#### Records provided:
◆ ◆ ◆

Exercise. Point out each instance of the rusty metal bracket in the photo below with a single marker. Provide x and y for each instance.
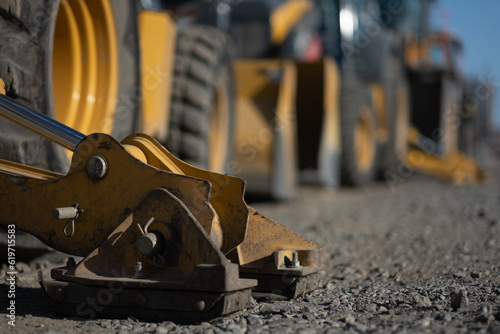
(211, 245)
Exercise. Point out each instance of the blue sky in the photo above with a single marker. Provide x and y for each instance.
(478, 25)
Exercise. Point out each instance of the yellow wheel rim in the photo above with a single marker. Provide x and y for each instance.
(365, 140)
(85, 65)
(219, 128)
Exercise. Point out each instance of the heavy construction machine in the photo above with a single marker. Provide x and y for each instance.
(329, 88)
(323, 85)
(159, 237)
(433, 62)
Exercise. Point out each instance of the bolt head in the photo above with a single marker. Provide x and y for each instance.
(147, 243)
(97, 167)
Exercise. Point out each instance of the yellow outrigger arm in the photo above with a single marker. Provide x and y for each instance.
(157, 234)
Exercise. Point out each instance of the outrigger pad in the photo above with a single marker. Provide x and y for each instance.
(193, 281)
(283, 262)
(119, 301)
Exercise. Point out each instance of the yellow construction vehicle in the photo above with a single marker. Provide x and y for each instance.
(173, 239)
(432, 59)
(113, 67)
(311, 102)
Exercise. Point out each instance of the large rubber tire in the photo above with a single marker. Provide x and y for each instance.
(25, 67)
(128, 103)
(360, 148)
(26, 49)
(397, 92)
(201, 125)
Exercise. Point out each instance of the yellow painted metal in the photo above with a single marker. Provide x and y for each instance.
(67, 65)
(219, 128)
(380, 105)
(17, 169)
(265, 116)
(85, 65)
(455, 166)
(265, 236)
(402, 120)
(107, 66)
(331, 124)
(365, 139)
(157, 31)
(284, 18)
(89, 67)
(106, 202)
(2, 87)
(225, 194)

◆ ◆ ◆

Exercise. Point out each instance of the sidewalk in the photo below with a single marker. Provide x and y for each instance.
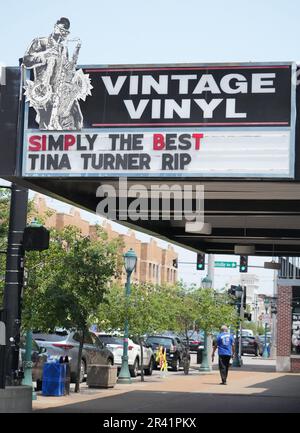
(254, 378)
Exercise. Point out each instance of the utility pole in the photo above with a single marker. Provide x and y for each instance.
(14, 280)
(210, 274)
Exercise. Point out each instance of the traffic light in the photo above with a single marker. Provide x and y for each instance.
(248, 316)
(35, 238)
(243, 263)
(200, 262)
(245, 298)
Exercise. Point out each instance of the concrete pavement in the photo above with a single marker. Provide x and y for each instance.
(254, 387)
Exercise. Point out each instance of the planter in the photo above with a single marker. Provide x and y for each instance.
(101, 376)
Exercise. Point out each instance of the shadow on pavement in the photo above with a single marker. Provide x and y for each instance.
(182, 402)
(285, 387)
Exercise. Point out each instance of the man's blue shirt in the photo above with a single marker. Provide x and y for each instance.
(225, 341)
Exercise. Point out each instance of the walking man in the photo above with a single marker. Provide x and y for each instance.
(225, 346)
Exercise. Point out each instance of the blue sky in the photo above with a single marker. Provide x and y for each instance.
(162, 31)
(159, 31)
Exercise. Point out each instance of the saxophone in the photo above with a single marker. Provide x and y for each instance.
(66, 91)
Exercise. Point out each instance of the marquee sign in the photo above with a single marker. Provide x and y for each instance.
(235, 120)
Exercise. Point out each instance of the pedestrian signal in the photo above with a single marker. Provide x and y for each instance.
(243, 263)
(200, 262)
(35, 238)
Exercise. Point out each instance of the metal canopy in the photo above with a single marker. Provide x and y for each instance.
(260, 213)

◆ ◆ ◆

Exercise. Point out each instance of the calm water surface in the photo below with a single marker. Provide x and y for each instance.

◆ ◆ ◆

#### To be done:
Gather each line in the records above that contains the string "outrigger", and copy those lines in full. Letter case matters.

#### Solved problem:
Exercise. Point out each instance of the yellow outrigger arm in the photo above with a single marker. Provide x and y for each instance.
Exercise. Point out each instance of the outrigger pad in the photo above with a single marker. Provide x and y for each instance.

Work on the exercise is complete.